_EXERCISE PROMPT_
Return each line of the listing that contains the string "grass".

_MATERIAL PROVIDED_
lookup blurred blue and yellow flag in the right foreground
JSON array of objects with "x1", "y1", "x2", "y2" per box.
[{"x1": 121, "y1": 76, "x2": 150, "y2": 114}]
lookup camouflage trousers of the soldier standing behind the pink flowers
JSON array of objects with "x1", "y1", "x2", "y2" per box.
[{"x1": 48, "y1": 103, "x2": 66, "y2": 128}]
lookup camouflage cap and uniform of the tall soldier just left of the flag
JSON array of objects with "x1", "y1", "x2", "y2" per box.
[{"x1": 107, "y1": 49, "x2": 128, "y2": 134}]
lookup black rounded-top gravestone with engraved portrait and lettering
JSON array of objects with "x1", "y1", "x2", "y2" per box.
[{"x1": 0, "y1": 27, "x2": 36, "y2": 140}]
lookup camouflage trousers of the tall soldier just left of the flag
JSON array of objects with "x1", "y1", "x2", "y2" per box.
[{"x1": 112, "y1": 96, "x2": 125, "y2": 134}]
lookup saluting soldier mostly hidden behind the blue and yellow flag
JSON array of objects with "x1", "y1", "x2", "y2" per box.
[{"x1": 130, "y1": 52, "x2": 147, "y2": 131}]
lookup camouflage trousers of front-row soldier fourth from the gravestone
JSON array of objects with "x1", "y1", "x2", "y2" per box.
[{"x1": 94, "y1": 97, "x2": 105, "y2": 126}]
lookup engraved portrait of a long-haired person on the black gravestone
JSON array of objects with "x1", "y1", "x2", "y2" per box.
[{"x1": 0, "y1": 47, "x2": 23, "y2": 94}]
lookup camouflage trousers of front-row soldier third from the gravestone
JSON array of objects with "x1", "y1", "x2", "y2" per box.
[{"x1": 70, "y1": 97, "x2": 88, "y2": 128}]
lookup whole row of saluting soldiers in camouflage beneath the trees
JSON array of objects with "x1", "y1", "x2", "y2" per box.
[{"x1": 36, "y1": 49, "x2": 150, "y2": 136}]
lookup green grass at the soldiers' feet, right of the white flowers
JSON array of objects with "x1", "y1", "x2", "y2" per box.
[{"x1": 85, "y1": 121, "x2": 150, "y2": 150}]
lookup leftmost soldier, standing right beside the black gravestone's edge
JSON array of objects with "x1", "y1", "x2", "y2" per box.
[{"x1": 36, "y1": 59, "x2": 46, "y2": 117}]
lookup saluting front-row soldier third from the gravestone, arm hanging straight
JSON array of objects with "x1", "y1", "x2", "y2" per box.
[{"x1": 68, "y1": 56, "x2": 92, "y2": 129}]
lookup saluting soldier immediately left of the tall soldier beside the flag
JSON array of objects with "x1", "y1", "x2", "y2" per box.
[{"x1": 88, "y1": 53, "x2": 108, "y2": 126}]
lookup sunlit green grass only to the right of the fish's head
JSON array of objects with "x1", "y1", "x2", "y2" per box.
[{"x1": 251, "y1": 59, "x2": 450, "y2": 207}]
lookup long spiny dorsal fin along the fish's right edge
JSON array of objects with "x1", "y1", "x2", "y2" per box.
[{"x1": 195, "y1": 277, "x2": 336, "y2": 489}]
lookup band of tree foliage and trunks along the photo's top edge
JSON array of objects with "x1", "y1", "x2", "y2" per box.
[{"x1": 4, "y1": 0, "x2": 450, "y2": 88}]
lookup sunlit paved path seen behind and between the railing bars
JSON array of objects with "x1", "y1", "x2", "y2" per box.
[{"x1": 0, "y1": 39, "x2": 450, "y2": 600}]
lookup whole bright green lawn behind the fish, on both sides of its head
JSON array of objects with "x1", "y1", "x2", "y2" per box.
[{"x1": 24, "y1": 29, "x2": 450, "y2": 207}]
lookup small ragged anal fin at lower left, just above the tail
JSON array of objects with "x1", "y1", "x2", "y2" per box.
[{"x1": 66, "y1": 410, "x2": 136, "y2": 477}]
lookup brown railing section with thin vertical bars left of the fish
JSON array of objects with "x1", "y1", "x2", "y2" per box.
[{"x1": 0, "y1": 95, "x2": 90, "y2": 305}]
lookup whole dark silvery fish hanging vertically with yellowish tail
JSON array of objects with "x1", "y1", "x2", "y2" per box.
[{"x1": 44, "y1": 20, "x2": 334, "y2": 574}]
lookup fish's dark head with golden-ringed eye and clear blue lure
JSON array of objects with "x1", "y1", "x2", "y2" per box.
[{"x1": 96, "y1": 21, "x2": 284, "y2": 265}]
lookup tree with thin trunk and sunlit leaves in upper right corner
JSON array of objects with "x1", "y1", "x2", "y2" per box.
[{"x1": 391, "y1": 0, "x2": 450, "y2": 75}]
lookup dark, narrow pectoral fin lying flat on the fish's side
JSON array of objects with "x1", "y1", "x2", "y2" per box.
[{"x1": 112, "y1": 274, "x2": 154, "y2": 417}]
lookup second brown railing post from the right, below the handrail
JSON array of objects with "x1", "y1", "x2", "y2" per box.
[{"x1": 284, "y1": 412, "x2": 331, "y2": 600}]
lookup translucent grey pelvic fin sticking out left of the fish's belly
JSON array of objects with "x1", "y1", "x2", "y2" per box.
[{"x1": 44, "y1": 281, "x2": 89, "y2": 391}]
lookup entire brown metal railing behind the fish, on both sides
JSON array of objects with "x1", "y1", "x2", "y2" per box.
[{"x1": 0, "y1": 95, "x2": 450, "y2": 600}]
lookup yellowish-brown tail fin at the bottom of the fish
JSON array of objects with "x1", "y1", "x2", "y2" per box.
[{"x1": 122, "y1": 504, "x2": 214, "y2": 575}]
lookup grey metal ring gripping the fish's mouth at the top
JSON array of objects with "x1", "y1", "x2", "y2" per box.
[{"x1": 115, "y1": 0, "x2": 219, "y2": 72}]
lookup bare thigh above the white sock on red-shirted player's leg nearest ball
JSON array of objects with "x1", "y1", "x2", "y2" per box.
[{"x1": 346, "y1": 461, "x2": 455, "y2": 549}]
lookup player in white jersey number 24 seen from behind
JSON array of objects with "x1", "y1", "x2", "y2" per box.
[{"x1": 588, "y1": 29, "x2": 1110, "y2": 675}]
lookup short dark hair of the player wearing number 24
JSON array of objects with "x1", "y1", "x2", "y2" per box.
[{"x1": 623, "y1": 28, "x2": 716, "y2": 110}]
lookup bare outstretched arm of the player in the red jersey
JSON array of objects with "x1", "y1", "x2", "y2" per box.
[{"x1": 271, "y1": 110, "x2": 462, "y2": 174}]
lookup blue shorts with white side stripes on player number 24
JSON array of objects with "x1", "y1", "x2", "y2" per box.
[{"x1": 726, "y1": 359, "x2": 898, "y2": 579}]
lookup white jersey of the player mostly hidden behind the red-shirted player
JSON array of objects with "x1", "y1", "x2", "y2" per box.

_ANSWER AREA_
lookup green grass at the soldiers' feet, right of the white flowers
lookup sunlit green grass only to the right of the fish's head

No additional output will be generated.